* [EXERCICES À TRAITER]
a. Dans le texte sur la révision du code minier, pourquoi la loi modificative aurait-elle élargi le champ des bénéficiaires de la garantie légale de stabilité ? Répondez en une à trois phrases.
b. Recopiez mot pour mot, dans le texte sur la révision du code minier, le passage allant de « L’exercice de ces » jusqu'à « cause du besoin. ».

* [TEXTE SUPPORT]
☆ ☆ ☆ ☆

L’exercice de ces droits et l’accomplissement de ces devoirs constitutionnels implique que l’Etat a non seulement le droit d’édicter des lois devant régir les activités minières sur l’ensemble de son territoire, mais aussi celui de le modifier ad nutum pour atteindre les objectifs de sa politique[17]. Il ressort de ce qui précède qu’aucune personne, les investisseurs miniers y compris ne peut empêcher l’Etat à réviser le code minier tant pour le besoin de la cause que pour la cause du besoin.
Cependant, E. MUKENDI note avec pertinence que toute modification, révision ou réforme des cadres juridique, fiscal, douanier du code minier doit être faite dans le respect de la même Constitution, des Traités internationaux dûment ratifiés, des lois de la République et des engagements conventionnels de l’Etat[18].
Ce faisant, même si la modification, la révision, la réforme du code minier est légale, légitime et conforme, l’Etat, par l’entremise de son Gouvernement, est dans l’obligation d’assainir le climat des affaires qui passe par une sécurité juridique qui a pour corolaire le respect du principe des droits acquis. En cas d’atteinte à ces droits, l’Etat devra prendre des mesures préalables pour s’assurer une juste et équitable compensation comme l’exige la Constitution et le code minier dont l’analyse de certaines dispositions modifiées s’avère importante.
L’analyse exégétique de l’article 276 nous démontre, d’emblée, qu’en révisant l’alinéa 1 de l’article précité, la loi modificative n’a pas affecté le mécanisme sécurisé de modification du code minier quant à la procédure à suivre et l’organe compétent pour légiférer.
Contrairement à la formule originelle de l’alinéa 2 de l’article 276, la loi modificative fait état de titulaire des droits octroyés sans donner de précision qu’il s’agit des titulaires des droits miniers.
Par le fait, nous pensons que cette ambigüité entretenue par le législateur a élargi le champ des bénéficiaires de la garantie légale de stabilité à tous les titulaires des droits organisés dans le code, notamment les titulaires des droits de carrières qui ne sont pas en principe concernés.
La loi modificative réduit la durée de l’intangibilité des droits visés de 10 à 5 ans. Cette réduction exige de notre part des éclaircissements sur les bénéficiaires et le moment de l’exercice de garantie légale de stabilité et la nécessité de cette réduction. La nouvelle période de cinq ans des droits acquis garantie par la GLS s’appliquera lors des prochaines modifications du code minier. Celle de dix ans s’applique à l’entrée en vigueur de la loi modificative soit à partir du 09 mars 2018 et durera jusqu’au 08 mars 2028, pour les titulaires des droits miniers d’exploitation. Pour ceux ayant des permis de recherches en cours de validité, un peu plus tard que le 09 mars 2018.
7.1 De la nécessité
Dans la présente dissertation, la problématique de la nécessité de la révision du code minier, de manière générale, et particulièrement, en ce qui concerne la réduction de la période d’intangibilité à cinq ans, occupe une place de choix. Quant à la révision du code minier, nous pensons que l’Etat congolais, étant souverain, dispose de ce pouvoir lui reconnus par le constituant de 2006.

☆ ☆ ☆ ☆

* [DONNÉES FOURNIES]
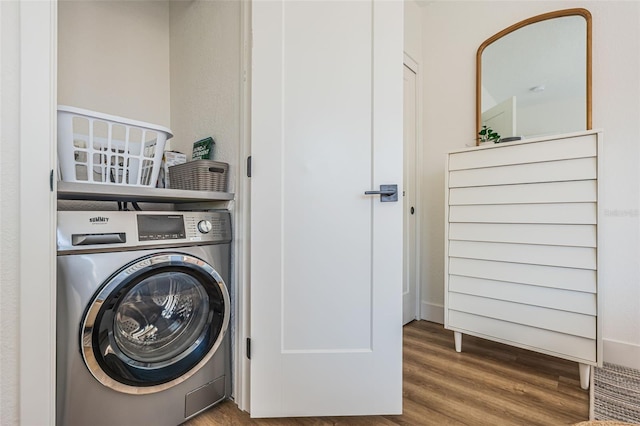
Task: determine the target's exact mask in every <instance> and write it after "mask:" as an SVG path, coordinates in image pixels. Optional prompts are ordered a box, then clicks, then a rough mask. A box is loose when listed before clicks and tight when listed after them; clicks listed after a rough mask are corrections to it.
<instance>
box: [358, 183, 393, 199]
mask: <svg viewBox="0 0 640 426" xmlns="http://www.w3.org/2000/svg"><path fill="white" fill-rule="evenodd" d="M364 194H365V195H380V202H381V203H389V202H393V201H398V185H380V191H364Z"/></svg>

☆ ☆ ☆ ☆

* [RÉPONSES PAR EXERCICE]
a. À l'alinéa 2 de l'article 276, la loi modificative parle de « titulaire des droits octroyés » sans préciser, contrairement à la formule originelle, qu'il s'agit des titulaires des droits miniers. Selon le texte, cette ambiguïté étend la garantie à tous les titulaires des droits organisés dans le code. Elle s'applique ainsi notamment aux titulaires des droits de carrières, qui ne sont pas en principe concernés.

b.
L’exercice de ces droits et l’accomplissement de ces devoirs constitutionnels implique que l’Etat a non seulement le droit d’édicter des lois devant régir les activités minières sur l’ensemble de son territoire, mais aussi celui de le modifier ad nutum pour atteindre les objectifs de sa politique[17]. Il ressort de ce qui précède qu’aucune personne, les investisseurs miniers y compris ne peut empêcher l’Etat à réviser le code minier tant pour le besoin de la cause que pour la cause du besoin.